**WORK INSTRUCTIONS**
Summarize the script excerpt below in two sentences.

**EXTRACT**
What? Oh. Okay, yeah, I guess.

JUNE

Love the enthusiasm. Okay, one more thing, gambling is wrong and we frown on it. However, CC Rider has fired up some side betting over in the corner. He’s taking bets on what style of underwear we are all wearing. I don’t approve but you degenerates need an outlet, so go nuts. Frank? Last chance, Frank.

FRANK

Absolutely not.

JUNE

Frank is still being a stick in the mud, everyone boo this man.

THE CROWD BOOS.

JUNE (CONT’D)

Frank is the enemy of fun. It’s what we love about him. Okay, let’s get this going. Clementine, we’re starting with you.

CLEMENTINE

We are?

JUNE

Yeah, Clementine you’ve disappeared on us more times than a magician’s assistant, I’m getting you up here before you go POOF again.

CLEMENTINE

Okay. How do I play?

JUNE

It’s darts.

CLEMENTINE

I’ve never played darts before.

JUNE

Not surprising. Okay, take these pointy things.

CLEMENTINE Okay.

JUNE

Throw the pointy things at the big circle. Try to hit the middle.

CLEMENTINE

Okay, seems easy enough.

JUNE

Sure. Okay people, here we go, take it away Clementine!

THERE’S A HUSH OVER THE CROWD.

CLEMENTINE

Why did it get so quiet all of a sudden?

JUNE

It’s a small town, people taking their pants off is big news.

CLEMENTINE

Okay... Okay here I go...

**DATA EXTRACT**
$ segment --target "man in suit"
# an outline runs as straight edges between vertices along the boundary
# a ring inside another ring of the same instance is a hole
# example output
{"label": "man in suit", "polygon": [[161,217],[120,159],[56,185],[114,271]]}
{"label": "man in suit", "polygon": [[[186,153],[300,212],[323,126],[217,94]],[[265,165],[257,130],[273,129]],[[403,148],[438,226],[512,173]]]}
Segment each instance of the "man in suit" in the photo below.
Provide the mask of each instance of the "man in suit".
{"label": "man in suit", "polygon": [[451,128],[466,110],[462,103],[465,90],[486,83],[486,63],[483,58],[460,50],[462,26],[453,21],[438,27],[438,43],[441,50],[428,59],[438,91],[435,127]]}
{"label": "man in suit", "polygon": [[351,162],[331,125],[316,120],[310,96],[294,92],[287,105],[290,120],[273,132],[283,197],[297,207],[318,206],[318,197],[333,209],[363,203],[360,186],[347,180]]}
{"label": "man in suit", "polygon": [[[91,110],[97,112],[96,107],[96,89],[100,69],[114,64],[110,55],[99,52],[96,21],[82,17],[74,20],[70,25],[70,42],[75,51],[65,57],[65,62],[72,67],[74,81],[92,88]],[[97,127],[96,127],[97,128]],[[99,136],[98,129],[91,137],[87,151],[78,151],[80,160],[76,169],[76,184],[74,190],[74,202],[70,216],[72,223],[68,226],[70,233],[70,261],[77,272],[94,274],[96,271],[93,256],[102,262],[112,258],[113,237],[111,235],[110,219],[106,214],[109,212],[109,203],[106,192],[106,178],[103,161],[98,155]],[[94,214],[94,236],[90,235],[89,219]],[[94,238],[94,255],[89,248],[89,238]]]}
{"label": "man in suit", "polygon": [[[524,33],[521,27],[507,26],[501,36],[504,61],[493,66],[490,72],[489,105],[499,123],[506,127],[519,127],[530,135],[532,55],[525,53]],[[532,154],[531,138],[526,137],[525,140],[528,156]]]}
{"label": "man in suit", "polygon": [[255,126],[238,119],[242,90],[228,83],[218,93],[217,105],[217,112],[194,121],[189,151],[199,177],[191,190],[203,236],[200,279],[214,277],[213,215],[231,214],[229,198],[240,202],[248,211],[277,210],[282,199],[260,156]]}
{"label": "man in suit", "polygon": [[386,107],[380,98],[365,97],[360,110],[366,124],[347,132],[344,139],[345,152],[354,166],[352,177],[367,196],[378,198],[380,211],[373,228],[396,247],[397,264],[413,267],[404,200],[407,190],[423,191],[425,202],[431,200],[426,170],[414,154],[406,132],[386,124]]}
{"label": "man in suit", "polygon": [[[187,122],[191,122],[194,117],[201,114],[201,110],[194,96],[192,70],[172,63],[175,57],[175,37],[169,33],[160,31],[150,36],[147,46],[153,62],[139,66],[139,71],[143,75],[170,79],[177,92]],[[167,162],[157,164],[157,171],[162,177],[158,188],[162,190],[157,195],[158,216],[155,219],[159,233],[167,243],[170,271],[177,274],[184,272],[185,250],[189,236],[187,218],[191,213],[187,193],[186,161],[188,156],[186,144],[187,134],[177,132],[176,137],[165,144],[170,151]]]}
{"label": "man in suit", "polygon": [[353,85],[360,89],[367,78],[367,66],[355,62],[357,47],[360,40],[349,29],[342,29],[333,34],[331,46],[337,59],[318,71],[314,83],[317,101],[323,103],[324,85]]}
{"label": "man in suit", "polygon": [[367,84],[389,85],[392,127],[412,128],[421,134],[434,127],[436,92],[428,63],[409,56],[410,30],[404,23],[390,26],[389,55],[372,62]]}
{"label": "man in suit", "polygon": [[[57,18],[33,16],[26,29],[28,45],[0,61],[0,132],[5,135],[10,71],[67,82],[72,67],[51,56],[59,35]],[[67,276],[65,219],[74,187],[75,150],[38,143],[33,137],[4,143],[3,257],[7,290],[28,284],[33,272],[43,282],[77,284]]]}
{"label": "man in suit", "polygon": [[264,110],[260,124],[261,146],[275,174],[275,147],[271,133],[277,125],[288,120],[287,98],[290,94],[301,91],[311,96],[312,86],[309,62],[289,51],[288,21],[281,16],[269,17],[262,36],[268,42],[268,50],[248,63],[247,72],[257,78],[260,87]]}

...

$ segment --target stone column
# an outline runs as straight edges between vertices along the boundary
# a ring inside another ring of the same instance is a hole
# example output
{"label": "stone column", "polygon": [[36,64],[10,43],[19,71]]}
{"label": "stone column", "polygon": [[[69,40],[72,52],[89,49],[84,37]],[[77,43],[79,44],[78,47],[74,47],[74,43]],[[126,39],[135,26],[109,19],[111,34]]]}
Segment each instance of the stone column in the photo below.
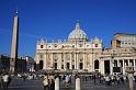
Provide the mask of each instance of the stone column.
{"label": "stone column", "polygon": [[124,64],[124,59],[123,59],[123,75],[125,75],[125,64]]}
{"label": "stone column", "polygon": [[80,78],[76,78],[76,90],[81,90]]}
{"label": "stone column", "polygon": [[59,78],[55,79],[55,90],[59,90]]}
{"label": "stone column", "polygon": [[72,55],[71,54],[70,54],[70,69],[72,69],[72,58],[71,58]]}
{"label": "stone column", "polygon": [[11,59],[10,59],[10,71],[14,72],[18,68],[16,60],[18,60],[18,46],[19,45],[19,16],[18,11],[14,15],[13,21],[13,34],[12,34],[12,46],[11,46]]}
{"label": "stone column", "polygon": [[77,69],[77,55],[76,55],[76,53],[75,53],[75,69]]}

* * *

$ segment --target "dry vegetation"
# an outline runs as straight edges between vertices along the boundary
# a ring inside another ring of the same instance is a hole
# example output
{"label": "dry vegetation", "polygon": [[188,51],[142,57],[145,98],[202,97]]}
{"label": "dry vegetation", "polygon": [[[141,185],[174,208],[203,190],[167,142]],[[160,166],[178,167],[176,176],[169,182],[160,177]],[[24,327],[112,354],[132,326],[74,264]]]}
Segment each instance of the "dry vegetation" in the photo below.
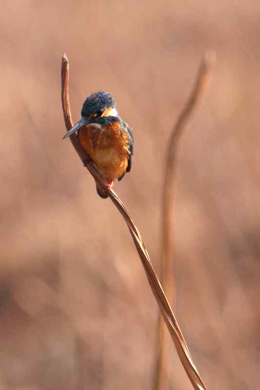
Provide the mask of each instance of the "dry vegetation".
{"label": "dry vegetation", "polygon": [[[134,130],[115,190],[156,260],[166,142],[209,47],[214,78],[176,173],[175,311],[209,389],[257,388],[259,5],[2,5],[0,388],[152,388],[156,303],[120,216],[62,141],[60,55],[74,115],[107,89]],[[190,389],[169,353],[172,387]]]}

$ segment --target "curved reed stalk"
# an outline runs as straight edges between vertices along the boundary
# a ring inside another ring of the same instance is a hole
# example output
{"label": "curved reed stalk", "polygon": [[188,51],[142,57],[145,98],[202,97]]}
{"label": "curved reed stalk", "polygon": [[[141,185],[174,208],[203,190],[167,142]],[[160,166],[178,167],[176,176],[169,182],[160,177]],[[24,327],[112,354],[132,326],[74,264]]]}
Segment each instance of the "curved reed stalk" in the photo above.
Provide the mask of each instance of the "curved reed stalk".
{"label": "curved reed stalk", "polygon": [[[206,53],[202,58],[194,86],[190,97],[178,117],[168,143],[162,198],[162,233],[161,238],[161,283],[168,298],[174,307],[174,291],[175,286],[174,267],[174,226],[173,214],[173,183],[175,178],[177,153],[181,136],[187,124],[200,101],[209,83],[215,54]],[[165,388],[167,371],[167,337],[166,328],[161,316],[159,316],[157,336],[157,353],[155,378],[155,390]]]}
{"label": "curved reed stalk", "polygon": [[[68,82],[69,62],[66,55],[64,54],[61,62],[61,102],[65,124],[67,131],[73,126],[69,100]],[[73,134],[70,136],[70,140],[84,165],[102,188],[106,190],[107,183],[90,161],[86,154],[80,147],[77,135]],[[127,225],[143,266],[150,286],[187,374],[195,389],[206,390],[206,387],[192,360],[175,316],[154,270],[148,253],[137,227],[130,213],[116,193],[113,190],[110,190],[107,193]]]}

**RESPONSE FOR THIS EXERCISE**
June mentions that CC Rider is taking side bets on what style of underwear everyone is wearing, then has the crowd boo Frank after he answers "Absolutely not." She calls Clementine up first because Clementine has disappeared on them so often, explains darts to her, and says the crowd has gone quiet because people taking their pants off is big news in a small town.